*** Opening of Extracted information ***

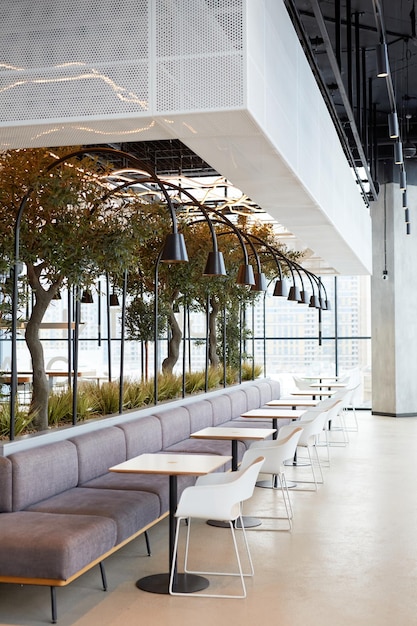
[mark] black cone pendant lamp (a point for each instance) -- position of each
(245, 275)
(281, 288)
(294, 295)
(215, 264)
(87, 298)
(174, 250)
(260, 282)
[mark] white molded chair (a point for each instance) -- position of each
(309, 438)
(276, 452)
(220, 501)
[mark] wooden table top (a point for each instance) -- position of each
(170, 464)
(282, 402)
(313, 392)
(269, 412)
(220, 432)
(328, 385)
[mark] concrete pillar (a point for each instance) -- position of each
(394, 298)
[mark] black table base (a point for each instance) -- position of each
(248, 522)
(184, 583)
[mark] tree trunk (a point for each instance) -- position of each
(40, 390)
(213, 356)
(173, 346)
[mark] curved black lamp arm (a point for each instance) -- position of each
(276, 253)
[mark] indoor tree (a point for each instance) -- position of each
(68, 236)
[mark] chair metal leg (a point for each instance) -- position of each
(148, 544)
(103, 576)
(53, 605)
(240, 572)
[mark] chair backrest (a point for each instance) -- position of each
(275, 452)
(312, 428)
(220, 501)
(246, 479)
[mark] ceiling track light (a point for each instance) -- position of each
(113, 299)
(382, 65)
(393, 127)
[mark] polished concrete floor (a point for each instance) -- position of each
(350, 560)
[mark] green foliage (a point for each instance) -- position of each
(169, 387)
(232, 375)
(140, 319)
(22, 420)
(60, 405)
(137, 394)
(250, 370)
(104, 397)
(195, 382)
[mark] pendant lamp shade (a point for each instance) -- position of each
(394, 130)
(294, 294)
(281, 288)
(314, 302)
(398, 153)
(403, 179)
(215, 264)
(86, 297)
(174, 250)
(245, 275)
(260, 282)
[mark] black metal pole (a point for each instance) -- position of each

*** Close of Extracted information ***

» Exercise objective: Give the data above again, exactly and completely. No pictures go in.

» Exercise output:
[mark] black cone pendant lamp (a point for each instance) -- position of each
(245, 275)
(281, 288)
(294, 295)
(215, 264)
(87, 298)
(174, 250)
(260, 282)
[mark] white molded chair (a point for each instance) -- position of each
(309, 438)
(276, 452)
(220, 501)
[mark] wooden table top (a point for each instance) -- position of each
(170, 464)
(282, 402)
(313, 392)
(269, 412)
(220, 432)
(328, 385)
[mark] concrete pillar (a point for each instance) -- position of each
(394, 298)
[mark] black table base (a point for each instance) -- position of each
(248, 522)
(184, 583)
[mark] tree trunk (a point for each instance) -- position of each
(40, 390)
(213, 356)
(173, 346)
[mark] curved black lamp arm (a point for each instance) -- position of each
(276, 253)
[mark] indoor tree (a point for each instance) -- position of each
(68, 236)
[mark] chair metal leg (a point for each instance) -- position of each
(148, 544)
(103, 576)
(53, 605)
(240, 572)
[mark] chair backrest (a point for each instance) -- position of each
(275, 452)
(312, 428)
(220, 501)
(246, 479)
[mark] ceiling track light (a point for each instance) -- position of each
(113, 299)
(382, 65)
(393, 127)
[mark] polished concrete floor (a point for each instance) -- position of each
(350, 560)
[mark] green foliage (a point for each instance) -- position of each
(169, 387)
(232, 375)
(140, 319)
(22, 420)
(60, 405)
(137, 394)
(250, 370)
(104, 397)
(195, 382)
[mark] pendant lamp shade (a point for each instance) -- position of each
(394, 130)
(294, 294)
(281, 288)
(314, 302)
(398, 153)
(403, 179)
(215, 264)
(86, 297)
(174, 250)
(245, 275)
(260, 282)
[mark] black metal pole (a point for each instance) -- position of each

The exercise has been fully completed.